* **Exercise goal**: Only what runs from the line with "Query: wooden table leg" to the final line of the records below should be given again, word for word.

--- Available data Enclosed Below ---

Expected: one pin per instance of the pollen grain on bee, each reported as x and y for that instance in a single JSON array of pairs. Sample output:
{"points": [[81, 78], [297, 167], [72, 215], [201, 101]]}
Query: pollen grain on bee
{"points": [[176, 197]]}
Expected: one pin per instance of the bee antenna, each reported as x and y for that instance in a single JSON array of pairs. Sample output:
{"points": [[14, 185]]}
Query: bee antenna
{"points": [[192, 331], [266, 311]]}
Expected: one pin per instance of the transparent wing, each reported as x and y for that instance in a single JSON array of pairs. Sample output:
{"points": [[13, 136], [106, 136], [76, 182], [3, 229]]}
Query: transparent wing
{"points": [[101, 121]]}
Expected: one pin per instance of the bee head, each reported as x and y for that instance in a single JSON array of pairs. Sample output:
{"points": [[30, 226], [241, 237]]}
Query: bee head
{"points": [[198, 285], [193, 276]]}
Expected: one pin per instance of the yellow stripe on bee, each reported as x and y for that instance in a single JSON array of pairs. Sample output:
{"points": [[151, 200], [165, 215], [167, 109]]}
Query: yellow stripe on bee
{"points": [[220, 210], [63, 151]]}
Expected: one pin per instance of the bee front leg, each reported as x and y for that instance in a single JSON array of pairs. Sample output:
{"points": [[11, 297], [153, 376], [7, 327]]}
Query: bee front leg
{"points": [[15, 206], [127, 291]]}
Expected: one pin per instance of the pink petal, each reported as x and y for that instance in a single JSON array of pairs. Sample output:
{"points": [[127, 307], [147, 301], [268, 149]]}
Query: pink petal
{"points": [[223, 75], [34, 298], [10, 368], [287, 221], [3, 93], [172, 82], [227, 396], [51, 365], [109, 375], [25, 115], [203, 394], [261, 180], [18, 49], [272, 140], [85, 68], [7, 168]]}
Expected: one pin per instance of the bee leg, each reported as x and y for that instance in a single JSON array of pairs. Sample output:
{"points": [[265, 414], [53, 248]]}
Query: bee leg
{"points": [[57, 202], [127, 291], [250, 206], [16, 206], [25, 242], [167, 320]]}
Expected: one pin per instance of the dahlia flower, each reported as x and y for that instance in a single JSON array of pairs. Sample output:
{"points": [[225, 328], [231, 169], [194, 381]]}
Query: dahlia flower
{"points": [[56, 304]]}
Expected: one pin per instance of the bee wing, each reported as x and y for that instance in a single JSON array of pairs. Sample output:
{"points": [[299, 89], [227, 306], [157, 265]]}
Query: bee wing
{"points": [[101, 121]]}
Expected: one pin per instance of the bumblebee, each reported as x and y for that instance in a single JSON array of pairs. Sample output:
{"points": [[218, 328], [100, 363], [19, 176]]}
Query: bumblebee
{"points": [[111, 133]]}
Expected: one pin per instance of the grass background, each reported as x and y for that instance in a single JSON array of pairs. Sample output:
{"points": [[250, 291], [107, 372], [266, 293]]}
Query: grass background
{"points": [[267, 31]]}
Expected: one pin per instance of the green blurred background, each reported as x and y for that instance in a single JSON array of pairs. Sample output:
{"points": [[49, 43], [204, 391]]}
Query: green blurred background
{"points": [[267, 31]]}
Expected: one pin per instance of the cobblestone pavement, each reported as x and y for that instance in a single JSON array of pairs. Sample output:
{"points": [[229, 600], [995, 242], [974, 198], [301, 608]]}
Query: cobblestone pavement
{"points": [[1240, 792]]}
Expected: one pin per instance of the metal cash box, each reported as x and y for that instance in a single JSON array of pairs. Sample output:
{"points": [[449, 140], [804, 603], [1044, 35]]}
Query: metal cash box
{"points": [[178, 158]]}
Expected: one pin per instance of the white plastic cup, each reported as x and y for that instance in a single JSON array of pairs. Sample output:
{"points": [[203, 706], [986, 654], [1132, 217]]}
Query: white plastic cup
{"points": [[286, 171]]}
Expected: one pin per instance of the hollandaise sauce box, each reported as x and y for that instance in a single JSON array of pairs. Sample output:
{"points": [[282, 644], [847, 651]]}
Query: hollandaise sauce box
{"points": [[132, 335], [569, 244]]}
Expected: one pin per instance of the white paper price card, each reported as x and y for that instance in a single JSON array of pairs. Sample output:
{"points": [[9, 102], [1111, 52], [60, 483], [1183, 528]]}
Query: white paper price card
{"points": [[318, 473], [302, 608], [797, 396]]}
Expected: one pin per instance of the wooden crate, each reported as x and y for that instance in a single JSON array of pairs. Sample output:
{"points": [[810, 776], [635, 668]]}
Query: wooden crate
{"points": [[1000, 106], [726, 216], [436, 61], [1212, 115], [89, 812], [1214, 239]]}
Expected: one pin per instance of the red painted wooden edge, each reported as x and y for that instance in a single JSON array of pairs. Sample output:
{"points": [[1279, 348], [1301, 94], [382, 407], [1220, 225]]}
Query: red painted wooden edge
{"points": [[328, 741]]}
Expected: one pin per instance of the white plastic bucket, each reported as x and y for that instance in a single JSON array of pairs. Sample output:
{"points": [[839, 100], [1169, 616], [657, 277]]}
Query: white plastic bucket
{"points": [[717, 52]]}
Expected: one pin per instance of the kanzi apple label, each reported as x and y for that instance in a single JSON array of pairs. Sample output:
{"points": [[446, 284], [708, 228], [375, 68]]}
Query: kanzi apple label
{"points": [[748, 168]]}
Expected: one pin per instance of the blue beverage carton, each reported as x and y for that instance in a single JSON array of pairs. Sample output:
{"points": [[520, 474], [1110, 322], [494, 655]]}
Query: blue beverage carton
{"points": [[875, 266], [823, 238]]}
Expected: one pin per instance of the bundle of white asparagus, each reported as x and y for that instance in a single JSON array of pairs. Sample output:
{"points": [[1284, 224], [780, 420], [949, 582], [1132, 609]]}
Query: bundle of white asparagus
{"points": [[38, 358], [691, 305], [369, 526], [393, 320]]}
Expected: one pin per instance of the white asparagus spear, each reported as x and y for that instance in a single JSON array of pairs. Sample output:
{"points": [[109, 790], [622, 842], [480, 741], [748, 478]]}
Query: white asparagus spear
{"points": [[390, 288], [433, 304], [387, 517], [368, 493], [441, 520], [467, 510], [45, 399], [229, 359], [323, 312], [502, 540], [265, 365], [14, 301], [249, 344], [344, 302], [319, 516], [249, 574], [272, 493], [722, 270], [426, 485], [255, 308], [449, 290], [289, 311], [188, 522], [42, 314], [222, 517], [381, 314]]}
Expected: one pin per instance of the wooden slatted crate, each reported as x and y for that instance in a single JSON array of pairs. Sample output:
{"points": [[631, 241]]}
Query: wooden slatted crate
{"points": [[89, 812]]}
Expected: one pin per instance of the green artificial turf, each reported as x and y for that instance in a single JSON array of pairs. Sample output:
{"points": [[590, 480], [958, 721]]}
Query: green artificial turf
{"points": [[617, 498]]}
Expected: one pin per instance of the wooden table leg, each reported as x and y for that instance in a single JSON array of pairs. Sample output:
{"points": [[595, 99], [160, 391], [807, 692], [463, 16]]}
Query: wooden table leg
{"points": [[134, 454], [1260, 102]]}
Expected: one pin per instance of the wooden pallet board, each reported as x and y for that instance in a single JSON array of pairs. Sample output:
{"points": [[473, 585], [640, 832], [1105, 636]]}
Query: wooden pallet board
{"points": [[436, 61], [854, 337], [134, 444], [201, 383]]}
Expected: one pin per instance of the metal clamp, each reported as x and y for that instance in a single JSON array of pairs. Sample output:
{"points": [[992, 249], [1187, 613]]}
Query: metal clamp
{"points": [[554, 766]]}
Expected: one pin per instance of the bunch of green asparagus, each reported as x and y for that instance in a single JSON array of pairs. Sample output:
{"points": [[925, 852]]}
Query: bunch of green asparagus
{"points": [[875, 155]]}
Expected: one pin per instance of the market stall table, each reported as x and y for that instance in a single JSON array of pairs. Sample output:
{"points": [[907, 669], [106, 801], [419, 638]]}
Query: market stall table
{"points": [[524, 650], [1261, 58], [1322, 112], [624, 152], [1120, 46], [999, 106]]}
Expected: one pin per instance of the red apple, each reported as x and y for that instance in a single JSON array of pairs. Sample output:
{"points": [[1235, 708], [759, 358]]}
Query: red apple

--- End of Enclosed Available data ---

* **Response**:
Query: wooden table leg
{"points": [[134, 454], [1260, 102]]}
Expected: one pin per instance of the wooden pallet board, each reported as x and y for that instance in a single JSON array of pairs. Sample output:
{"points": [[473, 585], [640, 832], [1105, 636]]}
Query: wooden pallet board
{"points": [[436, 61], [854, 337], [134, 444], [201, 383]]}
Expected: one pin per instance of the metal clamp, each reported as x and y for that instance in a single JSON array of pairs. Sample output:
{"points": [[992, 249], [1187, 613]]}
Query: metal clamp
{"points": [[554, 766]]}
Expected: one pin per instance of the bunch of green asparagus, each reported as x and y for that instance in a single JSON array of pairs. Sample output:
{"points": [[925, 852]]}
Query: bunch of green asparagus
{"points": [[875, 155]]}
Expected: one pin per instance of the market stall table, each reported as x and y for that instance in a single JSON array of pairs. Sample output:
{"points": [[907, 669], [106, 801], [419, 638]]}
Query: market stall table
{"points": [[524, 650], [1261, 58], [1322, 112], [624, 152], [1120, 46], [999, 106]]}
Expected: one pin per instance of the red apple, each reported as x and y for that instance in a single JSON array of pairs. Sample output:
{"points": [[1235, 708], [759, 358]]}
Query: red apple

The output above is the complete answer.